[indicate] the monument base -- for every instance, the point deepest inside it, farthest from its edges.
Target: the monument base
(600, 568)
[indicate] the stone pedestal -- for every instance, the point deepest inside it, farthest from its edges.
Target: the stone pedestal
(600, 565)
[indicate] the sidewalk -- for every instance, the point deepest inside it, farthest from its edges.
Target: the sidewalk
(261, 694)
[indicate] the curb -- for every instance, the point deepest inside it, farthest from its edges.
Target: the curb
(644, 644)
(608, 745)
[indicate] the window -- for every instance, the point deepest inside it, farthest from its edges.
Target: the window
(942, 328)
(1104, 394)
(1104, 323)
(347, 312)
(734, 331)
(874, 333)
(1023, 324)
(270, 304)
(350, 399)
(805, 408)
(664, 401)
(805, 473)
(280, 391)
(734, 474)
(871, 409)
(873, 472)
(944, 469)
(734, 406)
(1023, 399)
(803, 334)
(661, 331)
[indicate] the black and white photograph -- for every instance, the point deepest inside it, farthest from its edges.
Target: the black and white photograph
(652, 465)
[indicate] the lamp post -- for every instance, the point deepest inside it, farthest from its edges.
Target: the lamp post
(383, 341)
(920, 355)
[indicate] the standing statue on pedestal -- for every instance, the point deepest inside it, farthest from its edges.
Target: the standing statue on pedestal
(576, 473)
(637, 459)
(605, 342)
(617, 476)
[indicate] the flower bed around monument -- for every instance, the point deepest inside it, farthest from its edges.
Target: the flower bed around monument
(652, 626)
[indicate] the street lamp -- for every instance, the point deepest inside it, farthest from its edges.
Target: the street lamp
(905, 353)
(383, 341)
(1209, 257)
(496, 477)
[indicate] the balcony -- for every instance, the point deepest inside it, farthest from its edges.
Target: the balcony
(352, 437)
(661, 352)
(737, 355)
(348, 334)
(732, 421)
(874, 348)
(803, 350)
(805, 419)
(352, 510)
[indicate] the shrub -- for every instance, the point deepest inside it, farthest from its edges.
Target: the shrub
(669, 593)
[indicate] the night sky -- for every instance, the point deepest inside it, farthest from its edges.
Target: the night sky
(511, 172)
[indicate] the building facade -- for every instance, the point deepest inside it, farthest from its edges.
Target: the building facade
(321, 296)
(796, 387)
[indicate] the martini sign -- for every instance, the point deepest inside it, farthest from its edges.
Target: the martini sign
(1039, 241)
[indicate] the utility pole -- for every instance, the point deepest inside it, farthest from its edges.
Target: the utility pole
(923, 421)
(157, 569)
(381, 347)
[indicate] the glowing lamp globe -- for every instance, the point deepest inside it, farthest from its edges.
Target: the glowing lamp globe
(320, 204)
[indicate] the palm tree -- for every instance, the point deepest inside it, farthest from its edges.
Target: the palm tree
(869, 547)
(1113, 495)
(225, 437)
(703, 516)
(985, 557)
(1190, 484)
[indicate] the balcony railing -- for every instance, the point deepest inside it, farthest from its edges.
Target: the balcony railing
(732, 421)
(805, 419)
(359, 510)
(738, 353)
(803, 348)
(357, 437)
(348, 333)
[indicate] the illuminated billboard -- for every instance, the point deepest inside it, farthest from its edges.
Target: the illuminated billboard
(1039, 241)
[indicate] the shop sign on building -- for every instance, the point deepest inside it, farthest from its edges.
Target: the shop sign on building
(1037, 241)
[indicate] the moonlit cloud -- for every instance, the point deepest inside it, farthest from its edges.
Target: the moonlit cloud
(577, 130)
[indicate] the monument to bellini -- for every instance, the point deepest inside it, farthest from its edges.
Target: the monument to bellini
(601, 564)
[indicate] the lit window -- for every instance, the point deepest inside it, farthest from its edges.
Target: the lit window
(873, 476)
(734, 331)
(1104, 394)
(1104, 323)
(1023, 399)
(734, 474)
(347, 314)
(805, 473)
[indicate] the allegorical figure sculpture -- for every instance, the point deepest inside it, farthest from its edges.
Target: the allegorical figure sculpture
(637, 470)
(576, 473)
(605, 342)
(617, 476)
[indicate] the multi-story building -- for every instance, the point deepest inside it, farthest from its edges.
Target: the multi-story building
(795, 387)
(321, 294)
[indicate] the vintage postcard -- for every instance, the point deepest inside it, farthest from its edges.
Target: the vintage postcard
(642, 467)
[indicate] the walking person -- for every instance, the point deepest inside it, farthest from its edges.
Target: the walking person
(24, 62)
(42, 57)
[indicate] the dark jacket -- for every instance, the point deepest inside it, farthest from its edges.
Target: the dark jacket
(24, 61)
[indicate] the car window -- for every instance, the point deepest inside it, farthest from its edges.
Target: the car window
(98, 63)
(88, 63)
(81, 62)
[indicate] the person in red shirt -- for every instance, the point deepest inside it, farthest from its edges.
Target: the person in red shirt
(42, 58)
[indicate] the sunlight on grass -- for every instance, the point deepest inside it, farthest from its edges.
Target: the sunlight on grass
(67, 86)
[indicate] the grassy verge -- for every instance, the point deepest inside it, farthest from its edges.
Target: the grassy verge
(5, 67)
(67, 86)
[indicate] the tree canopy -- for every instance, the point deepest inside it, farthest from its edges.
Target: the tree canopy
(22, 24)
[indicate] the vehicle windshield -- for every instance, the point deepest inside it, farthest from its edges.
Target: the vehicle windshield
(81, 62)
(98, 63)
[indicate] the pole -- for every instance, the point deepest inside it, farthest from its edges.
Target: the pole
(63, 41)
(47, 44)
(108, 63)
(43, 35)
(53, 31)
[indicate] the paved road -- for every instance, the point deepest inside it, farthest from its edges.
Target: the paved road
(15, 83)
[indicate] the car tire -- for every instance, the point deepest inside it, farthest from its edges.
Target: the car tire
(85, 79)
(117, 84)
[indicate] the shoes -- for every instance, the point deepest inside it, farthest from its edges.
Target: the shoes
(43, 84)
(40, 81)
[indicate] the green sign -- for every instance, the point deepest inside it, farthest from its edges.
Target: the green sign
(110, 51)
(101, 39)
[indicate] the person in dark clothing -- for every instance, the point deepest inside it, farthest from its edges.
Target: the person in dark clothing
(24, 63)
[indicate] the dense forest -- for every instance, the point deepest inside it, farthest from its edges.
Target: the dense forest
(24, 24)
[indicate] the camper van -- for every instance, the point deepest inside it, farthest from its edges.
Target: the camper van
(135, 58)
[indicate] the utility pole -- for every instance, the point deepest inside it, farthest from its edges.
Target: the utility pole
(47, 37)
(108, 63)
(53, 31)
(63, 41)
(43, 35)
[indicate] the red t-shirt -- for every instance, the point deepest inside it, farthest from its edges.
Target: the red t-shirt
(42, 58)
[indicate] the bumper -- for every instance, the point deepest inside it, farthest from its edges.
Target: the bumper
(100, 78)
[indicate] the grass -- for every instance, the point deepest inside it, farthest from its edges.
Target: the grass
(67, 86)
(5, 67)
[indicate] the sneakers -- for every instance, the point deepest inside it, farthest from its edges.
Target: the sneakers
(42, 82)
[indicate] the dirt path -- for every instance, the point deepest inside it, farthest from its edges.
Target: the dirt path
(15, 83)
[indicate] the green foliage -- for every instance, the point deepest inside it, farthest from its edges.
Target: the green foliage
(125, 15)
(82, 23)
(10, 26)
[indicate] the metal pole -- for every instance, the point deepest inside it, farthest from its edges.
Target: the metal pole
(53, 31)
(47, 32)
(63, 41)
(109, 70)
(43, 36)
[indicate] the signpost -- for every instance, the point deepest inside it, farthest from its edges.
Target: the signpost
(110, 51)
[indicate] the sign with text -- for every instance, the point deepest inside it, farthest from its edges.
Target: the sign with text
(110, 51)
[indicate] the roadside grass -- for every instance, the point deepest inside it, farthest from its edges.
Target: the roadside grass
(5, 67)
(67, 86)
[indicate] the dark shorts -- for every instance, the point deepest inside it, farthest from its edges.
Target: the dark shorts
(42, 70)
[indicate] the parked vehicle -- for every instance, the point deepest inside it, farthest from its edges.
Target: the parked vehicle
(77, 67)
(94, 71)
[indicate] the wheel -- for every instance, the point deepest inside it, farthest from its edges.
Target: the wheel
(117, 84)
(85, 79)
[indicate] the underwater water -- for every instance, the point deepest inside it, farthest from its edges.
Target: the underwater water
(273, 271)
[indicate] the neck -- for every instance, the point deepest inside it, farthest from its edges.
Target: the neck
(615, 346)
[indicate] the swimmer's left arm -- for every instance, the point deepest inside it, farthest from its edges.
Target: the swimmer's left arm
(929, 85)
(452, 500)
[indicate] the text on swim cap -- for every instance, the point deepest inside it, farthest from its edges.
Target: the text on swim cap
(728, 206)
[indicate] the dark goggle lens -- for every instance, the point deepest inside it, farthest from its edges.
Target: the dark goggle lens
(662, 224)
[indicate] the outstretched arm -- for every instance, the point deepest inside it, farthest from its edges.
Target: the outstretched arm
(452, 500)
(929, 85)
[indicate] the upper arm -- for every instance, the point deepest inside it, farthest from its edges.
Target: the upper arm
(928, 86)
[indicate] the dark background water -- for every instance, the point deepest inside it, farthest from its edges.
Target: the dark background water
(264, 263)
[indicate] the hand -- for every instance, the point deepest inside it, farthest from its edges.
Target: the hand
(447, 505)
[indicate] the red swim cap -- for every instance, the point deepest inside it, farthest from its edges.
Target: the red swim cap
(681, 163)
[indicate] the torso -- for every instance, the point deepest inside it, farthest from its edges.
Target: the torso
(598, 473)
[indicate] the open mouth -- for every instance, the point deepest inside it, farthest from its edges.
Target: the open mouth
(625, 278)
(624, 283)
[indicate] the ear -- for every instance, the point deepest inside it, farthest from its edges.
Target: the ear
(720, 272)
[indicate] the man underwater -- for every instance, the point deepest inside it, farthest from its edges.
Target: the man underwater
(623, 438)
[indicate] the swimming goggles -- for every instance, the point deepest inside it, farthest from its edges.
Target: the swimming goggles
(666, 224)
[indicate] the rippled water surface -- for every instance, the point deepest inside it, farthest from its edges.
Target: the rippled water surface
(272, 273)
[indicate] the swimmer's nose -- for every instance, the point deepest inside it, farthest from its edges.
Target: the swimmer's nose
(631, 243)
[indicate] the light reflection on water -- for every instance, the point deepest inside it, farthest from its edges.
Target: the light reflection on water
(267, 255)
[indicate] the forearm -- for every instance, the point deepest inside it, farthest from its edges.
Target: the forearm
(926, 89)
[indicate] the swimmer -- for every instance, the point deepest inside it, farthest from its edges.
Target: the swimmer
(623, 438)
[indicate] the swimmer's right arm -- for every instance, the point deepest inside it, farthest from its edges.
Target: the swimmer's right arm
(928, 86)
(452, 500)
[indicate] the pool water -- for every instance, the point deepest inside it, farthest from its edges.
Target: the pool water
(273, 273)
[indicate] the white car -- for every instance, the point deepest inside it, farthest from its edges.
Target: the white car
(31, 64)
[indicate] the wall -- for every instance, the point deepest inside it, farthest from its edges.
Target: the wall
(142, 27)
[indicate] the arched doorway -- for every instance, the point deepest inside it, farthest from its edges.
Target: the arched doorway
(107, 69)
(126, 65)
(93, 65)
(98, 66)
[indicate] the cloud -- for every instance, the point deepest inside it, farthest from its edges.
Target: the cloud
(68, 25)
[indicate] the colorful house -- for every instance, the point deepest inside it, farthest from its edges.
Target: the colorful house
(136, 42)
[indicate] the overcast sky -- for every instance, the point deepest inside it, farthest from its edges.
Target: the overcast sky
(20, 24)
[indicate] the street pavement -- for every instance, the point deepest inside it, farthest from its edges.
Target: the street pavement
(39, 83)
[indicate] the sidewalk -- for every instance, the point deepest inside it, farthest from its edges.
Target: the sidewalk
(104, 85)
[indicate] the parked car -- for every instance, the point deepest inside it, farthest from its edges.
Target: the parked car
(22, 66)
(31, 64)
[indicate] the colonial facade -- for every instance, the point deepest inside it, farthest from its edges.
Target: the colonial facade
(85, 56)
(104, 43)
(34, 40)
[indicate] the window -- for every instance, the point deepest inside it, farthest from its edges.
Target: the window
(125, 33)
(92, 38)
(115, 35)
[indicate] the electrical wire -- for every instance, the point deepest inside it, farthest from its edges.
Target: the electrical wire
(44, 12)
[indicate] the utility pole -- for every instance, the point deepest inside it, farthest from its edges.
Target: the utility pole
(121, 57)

***

● **REQUIREMENT**:
Starting at the line that has "[indicate] the colonial" and continuing to the end of the records, render each line as an item in a numbered list, skipping any blank lines.

● **TASK SOLUTION**:
1. [indicate] the colonial facade -- for every instance, the point deepest inside it, farthest from its edges.
2. Target: the colonial facade
3. (85, 56)
4. (104, 43)
5. (34, 40)
6. [indicate] the window -- for every instance, the point deepest inside it, farthest from its edges.
7. Target: the window
8. (125, 33)
9. (92, 38)
10. (115, 35)
11. [indicate] the electrical wire -- for every instance, the point deepest inside it, farthest from its edges.
12. Target: the electrical wire
13. (44, 12)
14. [indicate] the utility pole -- for every instance, the point deepest inside it, farthest from its edges.
15. Target: the utility pole
16. (121, 57)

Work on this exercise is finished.